## start DATA PROVIDED

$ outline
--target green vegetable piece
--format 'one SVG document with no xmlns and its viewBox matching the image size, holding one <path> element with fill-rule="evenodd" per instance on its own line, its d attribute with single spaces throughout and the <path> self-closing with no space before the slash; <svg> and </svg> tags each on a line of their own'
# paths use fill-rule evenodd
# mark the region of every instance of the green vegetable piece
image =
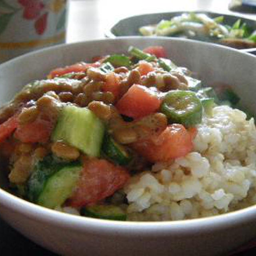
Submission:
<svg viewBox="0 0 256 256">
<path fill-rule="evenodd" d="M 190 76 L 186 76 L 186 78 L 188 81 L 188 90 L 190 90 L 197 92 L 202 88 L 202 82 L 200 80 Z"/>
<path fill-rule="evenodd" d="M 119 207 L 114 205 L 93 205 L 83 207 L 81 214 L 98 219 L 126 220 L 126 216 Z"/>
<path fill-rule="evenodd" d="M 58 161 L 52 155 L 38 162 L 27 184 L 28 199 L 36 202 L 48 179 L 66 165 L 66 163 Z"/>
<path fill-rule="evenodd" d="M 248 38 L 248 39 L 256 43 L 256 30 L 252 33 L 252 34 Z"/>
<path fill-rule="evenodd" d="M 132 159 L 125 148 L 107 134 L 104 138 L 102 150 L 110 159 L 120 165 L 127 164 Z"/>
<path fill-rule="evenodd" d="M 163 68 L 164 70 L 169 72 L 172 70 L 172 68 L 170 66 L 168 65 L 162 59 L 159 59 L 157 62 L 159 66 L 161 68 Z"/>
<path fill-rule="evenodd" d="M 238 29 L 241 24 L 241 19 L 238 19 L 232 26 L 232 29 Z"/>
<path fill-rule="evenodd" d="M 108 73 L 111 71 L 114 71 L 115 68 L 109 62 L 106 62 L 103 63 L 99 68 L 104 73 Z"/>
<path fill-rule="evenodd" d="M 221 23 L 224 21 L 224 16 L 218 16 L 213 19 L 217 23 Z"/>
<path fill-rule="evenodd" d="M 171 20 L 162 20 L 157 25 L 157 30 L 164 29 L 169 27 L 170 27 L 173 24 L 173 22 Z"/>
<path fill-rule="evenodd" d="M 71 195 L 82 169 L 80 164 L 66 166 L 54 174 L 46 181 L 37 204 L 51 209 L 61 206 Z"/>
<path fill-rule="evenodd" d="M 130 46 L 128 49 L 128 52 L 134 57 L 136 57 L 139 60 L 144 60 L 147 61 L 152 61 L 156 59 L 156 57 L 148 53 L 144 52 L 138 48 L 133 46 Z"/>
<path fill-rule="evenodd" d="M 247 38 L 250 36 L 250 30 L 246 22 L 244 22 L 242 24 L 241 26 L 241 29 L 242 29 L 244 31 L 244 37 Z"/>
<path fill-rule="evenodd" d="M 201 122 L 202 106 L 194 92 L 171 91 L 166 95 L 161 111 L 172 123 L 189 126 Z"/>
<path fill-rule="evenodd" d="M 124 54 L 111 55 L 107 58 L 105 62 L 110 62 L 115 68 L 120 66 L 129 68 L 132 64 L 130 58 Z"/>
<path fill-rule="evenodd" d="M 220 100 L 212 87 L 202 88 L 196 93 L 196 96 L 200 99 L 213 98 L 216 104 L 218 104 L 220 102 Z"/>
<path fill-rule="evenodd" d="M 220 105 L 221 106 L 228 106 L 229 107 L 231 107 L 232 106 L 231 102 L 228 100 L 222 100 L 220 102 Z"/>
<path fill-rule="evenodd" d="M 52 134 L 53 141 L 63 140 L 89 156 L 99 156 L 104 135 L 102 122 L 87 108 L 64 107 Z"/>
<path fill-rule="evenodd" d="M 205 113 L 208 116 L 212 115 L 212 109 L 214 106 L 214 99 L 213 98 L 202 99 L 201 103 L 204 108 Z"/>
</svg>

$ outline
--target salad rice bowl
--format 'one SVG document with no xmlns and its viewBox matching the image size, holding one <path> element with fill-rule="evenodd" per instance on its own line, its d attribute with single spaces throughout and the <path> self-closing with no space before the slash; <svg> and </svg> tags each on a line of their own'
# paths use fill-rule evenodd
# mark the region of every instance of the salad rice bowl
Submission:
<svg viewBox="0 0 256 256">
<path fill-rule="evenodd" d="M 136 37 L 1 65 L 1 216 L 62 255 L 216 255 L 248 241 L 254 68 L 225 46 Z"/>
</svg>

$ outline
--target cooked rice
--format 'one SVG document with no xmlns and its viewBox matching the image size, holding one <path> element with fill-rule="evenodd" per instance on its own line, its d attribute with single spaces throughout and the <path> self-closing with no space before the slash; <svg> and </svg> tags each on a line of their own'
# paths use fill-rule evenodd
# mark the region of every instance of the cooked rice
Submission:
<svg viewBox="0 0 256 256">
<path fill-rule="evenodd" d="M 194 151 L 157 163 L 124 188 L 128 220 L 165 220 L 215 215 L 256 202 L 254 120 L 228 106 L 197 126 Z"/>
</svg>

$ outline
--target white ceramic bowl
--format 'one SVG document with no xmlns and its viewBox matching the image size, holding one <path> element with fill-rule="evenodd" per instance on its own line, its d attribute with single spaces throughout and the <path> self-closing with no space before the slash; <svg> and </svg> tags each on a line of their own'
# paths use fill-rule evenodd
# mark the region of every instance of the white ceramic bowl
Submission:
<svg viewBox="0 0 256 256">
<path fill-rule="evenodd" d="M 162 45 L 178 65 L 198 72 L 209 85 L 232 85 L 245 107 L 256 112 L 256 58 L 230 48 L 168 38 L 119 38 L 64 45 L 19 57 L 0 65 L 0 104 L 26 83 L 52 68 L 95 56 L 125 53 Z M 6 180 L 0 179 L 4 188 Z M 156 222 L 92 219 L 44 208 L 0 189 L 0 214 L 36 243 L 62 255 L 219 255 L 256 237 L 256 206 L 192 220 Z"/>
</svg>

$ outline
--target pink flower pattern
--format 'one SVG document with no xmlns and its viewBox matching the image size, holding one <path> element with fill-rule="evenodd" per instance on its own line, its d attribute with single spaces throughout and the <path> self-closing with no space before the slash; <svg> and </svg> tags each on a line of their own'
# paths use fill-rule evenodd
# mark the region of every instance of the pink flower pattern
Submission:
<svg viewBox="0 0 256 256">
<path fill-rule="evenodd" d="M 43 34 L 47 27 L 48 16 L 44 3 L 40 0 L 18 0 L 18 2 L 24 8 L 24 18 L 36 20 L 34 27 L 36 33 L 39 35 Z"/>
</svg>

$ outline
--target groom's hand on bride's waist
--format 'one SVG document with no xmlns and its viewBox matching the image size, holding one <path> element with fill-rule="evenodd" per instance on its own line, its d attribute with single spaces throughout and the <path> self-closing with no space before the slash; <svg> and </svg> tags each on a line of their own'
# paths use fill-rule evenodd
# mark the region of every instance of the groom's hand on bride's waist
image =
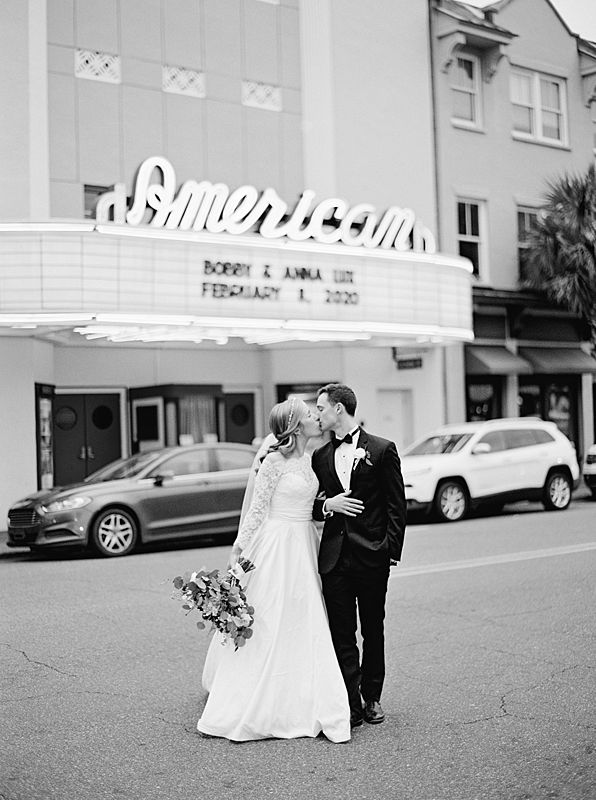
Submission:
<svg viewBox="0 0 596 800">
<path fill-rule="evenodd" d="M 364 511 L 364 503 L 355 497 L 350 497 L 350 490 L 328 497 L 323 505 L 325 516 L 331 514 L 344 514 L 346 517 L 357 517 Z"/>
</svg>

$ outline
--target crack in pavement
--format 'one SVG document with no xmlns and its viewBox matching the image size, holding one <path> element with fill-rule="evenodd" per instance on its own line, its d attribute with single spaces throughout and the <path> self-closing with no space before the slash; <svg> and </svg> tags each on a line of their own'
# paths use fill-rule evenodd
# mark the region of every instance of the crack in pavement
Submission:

## end DATA PROVIDED

OBJECTIVE - Copy the listing above line for line, with no changes, omitting the pictures.

RESPONSE TO THE TASK -
$ outline
--target green vegetable piece
--format 'one SVG document with no xmlns and its viewBox matching the image size, holding one <path> element with fill-rule="evenodd" per instance on its own line, its d attribute with single spaces throughout and the <path> self-closing with no space before the slash; <svg> and </svg> tags each on a line of their own'
# paths use fill-rule evenodd
# mark the region of every instance of the green vegetable piece
image =
Submission:
<svg viewBox="0 0 256 256">
<path fill-rule="evenodd" d="M 190 76 L 186 76 L 186 78 L 188 81 L 188 90 L 190 90 L 197 92 L 202 88 L 202 82 L 200 80 Z"/>
<path fill-rule="evenodd" d="M 119 207 L 114 205 L 93 205 L 83 207 L 81 214 L 98 219 L 126 220 L 126 216 Z"/>
<path fill-rule="evenodd" d="M 58 161 L 52 155 L 38 162 L 27 184 L 28 199 L 36 202 L 48 179 L 66 165 L 66 163 Z"/>
<path fill-rule="evenodd" d="M 248 38 L 248 39 L 256 43 L 256 30 L 252 33 L 252 34 Z"/>
<path fill-rule="evenodd" d="M 132 159 L 125 148 L 107 134 L 104 138 L 102 150 L 110 159 L 120 165 L 127 164 Z"/>
<path fill-rule="evenodd" d="M 163 68 L 164 70 L 169 72 L 172 70 L 172 68 L 170 66 L 168 65 L 162 59 L 159 59 L 157 62 L 159 66 L 161 68 Z"/>
<path fill-rule="evenodd" d="M 238 29 L 241 24 L 241 19 L 238 19 L 232 26 L 232 29 Z"/>
<path fill-rule="evenodd" d="M 108 73 L 111 71 L 114 71 L 115 68 L 109 62 L 106 62 L 103 63 L 99 68 L 104 73 Z"/>
<path fill-rule="evenodd" d="M 221 23 L 224 21 L 224 16 L 218 16 L 213 19 L 217 23 Z"/>
<path fill-rule="evenodd" d="M 171 20 L 162 20 L 157 25 L 157 30 L 164 29 L 169 27 L 170 27 L 173 24 L 173 22 Z"/>
<path fill-rule="evenodd" d="M 71 195 L 82 169 L 80 164 L 66 166 L 54 174 L 46 181 L 37 204 L 51 209 L 61 206 Z"/>
<path fill-rule="evenodd" d="M 130 46 L 128 49 L 128 52 L 134 57 L 136 57 L 139 60 L 144 60 L 147 61 L 152 61 L 156 59 L 156 57 L 148 53 L 144 52 L 138 48 L 133 46 Z"/>
<path fill-rule="evenodd" d="M 247 38 L 250 36 L 250 30 L 246 22 L 244 22 L 242 24 L 241 26 L 241 29 L 242 29 L 244 31 L 244 37 Z"/>
<path fill-rule="evenodd" d="M 201 122 L 202 106 L 194 92 L 171 91 L 166 95 L 161 111 L 172 123 L 189 126 Z"/>
<path fill-rule="evenodd" d="M 124 54 L 111 55 L 107 58 L 105 62 L 110 62 L 115 68 L 120 66 L 129 68 L 132 64 L 130 58 Z"/>
<path fill-rule="evenodd" d="M 220 100 L 212 87 L 202 88 L 196 93 L 196 96 L 200 99 L 213 98 L 216 104 L 218 104 L 220 102 Z"/>
<path fill-rule="evenodd" d="M 220 105 L 221 106 L 228 106 L 229 107 L 231 107 L 232 106 L 231 102 L 228 100 L 222 100 L 220 102 Z"/>
<path fill-rule="evenodd" d="M 52 134 L 53 141 L 63 140 L 89 156 L 99 156 L 104 135 L 102 122 L 87 108 L 64 107 Z"/>
<path fill-rule="evenodd" d="M 205 113 L 208 116 L 212 115 L 212 109 L 214 106 L 214 99 L 213 98 L 202 99 L 201 103 L 204 108 Z"/>
</svg>

$ outline
--target salad rice bowl
--format 'one SVG document with no xmlns and its viewBox matching the image size, holding one <path> element with fill-rule="evenodd" per instance on its own line, its d attribute with single spaces throughout and the <path> self-closing with no space before the slash; <svg> and </svg> tags each on a line of their own'
# paths use fill-rule evenodd
# mark the region of every instance of the salad rice bowl
Submission:
<svg viewBox="0 0 256 256">
<path fill-rule="evenodd" d="M 136 37 L 1 65 L 1 216 L 62 255 L 216 255 L 248 241 L 254 68 L 225 46 Z"/>
</svg>

$ outline
--target cooked rice
--format 'one SVG document with no xmlns and its viewBox matching the image size, holding one <path> element with fill-rule="evenodd" per instance on its own line, its d attribute with single spaces throughout and the <path> self-closing with no space before the slash; <svg> and </svg> tags each on a line of their own'
# paths use fill-rule evenodd
# mark the region of every instance of the cooked rice
Submission:
<svg viewBox="0 0 256 256">
<path fill-rule="evenodd" d="M 194 151 L 157 163 L 124 188 L 128 220 L 165 220 L 215 215 L 256 202 L 254 120 L 228 106 L 197 126 Z"/>
</svg>

$ outline
--target white ceramic bowl
--format 'one SVG document with no xmlns and its viewBox matching the image size, holding one <path> element with fill-rule="evenodd" per instance on its own line, its d attribute with single spaces throughout and the <path> self-closing with no space before the slash; <svg> and </svg> tags each on a line of their own'
# paths use fill-rule evenodd
# mark the region of every instance of the white ceramic bowl
Submission:
<svg viewBox="0 0 256 256">
<path fill-rule="evenodd" d="M 162 45 L 178 65 L 198 72 L 209 85 L 232 85 L 245 107 L 256 112 L 256 58 L 230 48 L 168 38 L 119 38 L 64 45 L 19 57 L 0 65 L 0 104 L 26 83 L 52 68 L 95 56 L 125 53 Z M 6 180 L 0 179 L 4 188 Z M 156 222 L 92 219 L 44 208 L 0 189 L 0 214 L 36 243 L 62 255 L 219 255 L 256 237 L 256 206 L 192 220 Z"/>
</svg>

$ outline
--target pink flower pattern
--format 'one SVG document with no xmlns and its viewBox matching the image size, holding one <path> element with fill-rule="evenodd" per instance on its own line, its d attribute with single spaces throughout and the <path> self-closing with no space before the slash; <svg> and </svg> tags each on a line of their own'
# paths use fill-rule evenodd
# mark the region of every instance of the pink flower pattern
Submission:
<svg viewBox="0 0 256 256">
<path fill-rule="evenodd" d="M 43 34 L 47 27 L 48 16 L 44 3 L 40 0 L 18 0 L 18 2 L 24 8 L 24 18 L 36 20 L 34 27 L 36 33 L 39 35 Z"/>
</svg>

$ outline
--target groom's hand on bride's waist
--format 'one SVG document with no xmlns and its viewBox matching the image size, holding one <path> element with fill-rule="evenodd" per instance on its own line, its d attribute with single spaces throughout and the <path> self-closing with no space before the slash; <svg> and </svg> tags each on a line of their own'
# paths use fill-rule evenodd
# mark the region of every instance of the groom's hand on bride's waist
image =
Submission:
<svg viewBox="0 0 596 800">
<path fill-rule="evenodd" d="M 364 511 L 364 503 L 355 497 L 350 497 L 350 490 L 328 497 L 323 505 L 325 516 L 331 514 L 344 514 L 346 517 L 357 517 Z"/>
</svg>

$ outline
--target crack in pavement
--format 'one SVG document with no xmlns and its viewBox matching the image size, holding one <path> element with fill-rule="evenodd" per instance on its own line, its d attribute with single spaces throughout and the <path> self-closing with no space before the slash; <svg> and </svg> tags each on a line of their own'
# paths use fill-rule evenodd
# mark the region of every instance of the crack in pavement
Submission:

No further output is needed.